** Aufgabe a **
Zieh aus den Datensätzen jede Zeile heraus, die die Zeichenfolge „with“ enthält. Groß- und Kleinschreibung ist dabei zu beachten.

** Textauszug **
★ ★ ★ ★

Also irgendwelche Kurse beim Echolotzentrum fallen definitiv aus, wir wollen vorallem Spaß haben usw und unser momentanes Studium in Sachen alles über angeln mal eben aneignen läuft bereits ^^ ...
Ich gehe nicht davon aus, dass mein Kollege oder ich erwarten, dass wir ein Bildschirm in der Hand haben, der uns genau anzeigt, "DA ISN FISCH; WIRF AUS, DANN HAST IHN", In erster Linie wollen wir mehr oder weniger "feststellen" ob dort überhaupt Fische sind ^^ und auch eben Kanten, Löcher usw sehen... Wir wollen beide keine Wissenschaft draus machen... 
Naja, mal sehen wie es weiter geht... 
Aber hier scheint jeder zu empfelen auf keinen Fall ein Funk Echolot zu holen?^^ Wie sieht es denn nu bsp mit http://store.humminbird.com/products...PiranhaMAX_170 aus? Ist dies auch nur Spielerei oder kann man damit schon was anfangen...?!

Danke euch!!!


----------



## Thomas9904 (10. Dezember 2010)

*AW: Echolot für Uferangler?!*

Mal wieder hart aber gemein:
Das was das Gerät Dir zeigen kann (Sendeleistung, Bildschirmgröße, Software), hast Du mit der Posenrute und ausloten auch  - Nur preiswerter und besser, denn da kriegst Du mit wenig Übung auch och was von der Bodenbeschaffenheit mit......-


----------



## Thorschten (10. Dezember 2010)

★ ★ ★ ★

** Aufgabe b **
Liste alle Begriffe auf, die Thomas9904 im Textauszug in der Klammer nach „Das was das Gerät Dir zeigen kann“ nennt.

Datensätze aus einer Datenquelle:
★ ★ ★ ★

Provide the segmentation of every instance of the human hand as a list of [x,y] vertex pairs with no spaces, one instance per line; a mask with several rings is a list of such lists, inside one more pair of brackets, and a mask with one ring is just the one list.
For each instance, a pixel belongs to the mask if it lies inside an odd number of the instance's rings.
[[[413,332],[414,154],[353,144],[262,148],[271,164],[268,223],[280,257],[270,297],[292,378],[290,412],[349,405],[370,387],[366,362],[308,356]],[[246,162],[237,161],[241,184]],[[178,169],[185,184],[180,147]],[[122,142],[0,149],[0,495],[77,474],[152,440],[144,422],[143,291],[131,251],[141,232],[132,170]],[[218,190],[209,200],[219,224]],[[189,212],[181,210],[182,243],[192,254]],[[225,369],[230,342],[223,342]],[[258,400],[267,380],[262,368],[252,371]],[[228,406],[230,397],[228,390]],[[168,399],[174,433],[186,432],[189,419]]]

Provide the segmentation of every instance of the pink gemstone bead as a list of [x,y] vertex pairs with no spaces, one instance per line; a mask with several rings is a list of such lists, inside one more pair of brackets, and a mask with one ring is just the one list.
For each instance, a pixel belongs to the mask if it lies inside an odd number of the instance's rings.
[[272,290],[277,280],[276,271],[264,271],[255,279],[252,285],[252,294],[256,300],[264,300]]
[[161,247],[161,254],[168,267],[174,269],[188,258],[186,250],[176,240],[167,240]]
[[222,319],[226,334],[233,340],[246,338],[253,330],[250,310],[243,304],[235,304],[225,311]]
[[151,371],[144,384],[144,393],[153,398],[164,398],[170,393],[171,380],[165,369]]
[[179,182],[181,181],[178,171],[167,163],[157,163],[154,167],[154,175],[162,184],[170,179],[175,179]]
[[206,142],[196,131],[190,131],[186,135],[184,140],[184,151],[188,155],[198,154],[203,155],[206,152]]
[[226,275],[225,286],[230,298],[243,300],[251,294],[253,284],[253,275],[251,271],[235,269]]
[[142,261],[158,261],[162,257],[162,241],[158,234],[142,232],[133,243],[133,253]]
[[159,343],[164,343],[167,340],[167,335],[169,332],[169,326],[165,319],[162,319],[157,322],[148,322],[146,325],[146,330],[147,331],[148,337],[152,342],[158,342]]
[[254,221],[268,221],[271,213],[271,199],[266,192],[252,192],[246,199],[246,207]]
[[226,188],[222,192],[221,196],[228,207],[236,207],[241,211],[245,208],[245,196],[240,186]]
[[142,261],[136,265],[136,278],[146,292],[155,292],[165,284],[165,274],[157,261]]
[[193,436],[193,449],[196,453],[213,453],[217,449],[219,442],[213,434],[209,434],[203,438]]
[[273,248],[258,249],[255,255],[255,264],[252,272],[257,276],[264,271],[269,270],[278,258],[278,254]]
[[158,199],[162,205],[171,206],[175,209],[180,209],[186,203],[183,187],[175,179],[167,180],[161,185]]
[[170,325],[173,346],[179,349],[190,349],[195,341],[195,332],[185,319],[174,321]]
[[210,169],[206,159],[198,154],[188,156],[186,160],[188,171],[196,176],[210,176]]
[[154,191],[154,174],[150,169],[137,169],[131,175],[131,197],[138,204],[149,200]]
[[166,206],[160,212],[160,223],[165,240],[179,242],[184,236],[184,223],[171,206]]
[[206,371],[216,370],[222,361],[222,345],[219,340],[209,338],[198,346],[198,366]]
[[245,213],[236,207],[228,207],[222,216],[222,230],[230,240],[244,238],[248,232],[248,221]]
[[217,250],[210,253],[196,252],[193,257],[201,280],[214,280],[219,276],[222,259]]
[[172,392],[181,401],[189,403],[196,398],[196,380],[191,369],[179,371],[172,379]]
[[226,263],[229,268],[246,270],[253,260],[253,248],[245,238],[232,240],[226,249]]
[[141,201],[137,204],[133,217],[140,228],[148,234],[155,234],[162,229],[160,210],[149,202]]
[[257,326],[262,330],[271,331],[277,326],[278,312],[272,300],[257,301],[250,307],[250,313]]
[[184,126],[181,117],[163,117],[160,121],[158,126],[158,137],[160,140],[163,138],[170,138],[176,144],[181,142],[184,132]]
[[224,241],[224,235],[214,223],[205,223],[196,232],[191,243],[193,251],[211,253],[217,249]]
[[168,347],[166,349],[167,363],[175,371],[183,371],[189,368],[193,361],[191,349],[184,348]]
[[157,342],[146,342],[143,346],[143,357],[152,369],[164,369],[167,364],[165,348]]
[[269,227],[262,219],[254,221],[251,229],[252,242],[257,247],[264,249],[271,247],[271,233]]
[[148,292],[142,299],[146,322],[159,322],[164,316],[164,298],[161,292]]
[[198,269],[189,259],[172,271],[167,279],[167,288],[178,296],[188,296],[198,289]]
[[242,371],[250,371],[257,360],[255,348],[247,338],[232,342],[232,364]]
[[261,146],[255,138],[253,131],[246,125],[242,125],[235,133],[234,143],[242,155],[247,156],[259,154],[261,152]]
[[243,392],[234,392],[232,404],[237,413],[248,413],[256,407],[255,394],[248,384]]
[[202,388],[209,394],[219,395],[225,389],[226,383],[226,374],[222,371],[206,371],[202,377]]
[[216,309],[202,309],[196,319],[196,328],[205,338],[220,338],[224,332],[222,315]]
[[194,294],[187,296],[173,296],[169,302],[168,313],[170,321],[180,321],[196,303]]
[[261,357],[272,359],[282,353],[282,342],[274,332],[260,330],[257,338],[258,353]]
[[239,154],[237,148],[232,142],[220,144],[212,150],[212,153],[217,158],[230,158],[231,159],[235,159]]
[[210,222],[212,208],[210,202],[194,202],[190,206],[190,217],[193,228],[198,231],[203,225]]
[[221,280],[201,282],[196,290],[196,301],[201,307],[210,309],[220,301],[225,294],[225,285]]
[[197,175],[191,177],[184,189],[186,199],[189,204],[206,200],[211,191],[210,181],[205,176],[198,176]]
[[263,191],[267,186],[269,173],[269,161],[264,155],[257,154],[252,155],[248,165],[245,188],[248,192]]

★ ★ ★ ★

** Vollständige Lösung a **
Provide the segmentation of every instance of the human hand as a list of [x,y] vertex pairs with no spaces, one instance per line; a mask with several rings is a list of such lists, inside one more pair of brackets, and a mask with one ring is just the one list.
Provide the segmentation of every instance of the pink gemstone bead as a list of [x,y] vertex pairs with no spaces, one instance per line; a mask with several rings is a list of such lists, inside one more pair of brackets, and a mask with one ring is just the one list.

** Vollständige Lösung b **
Sendeleistung
Bildschirmgröße
Software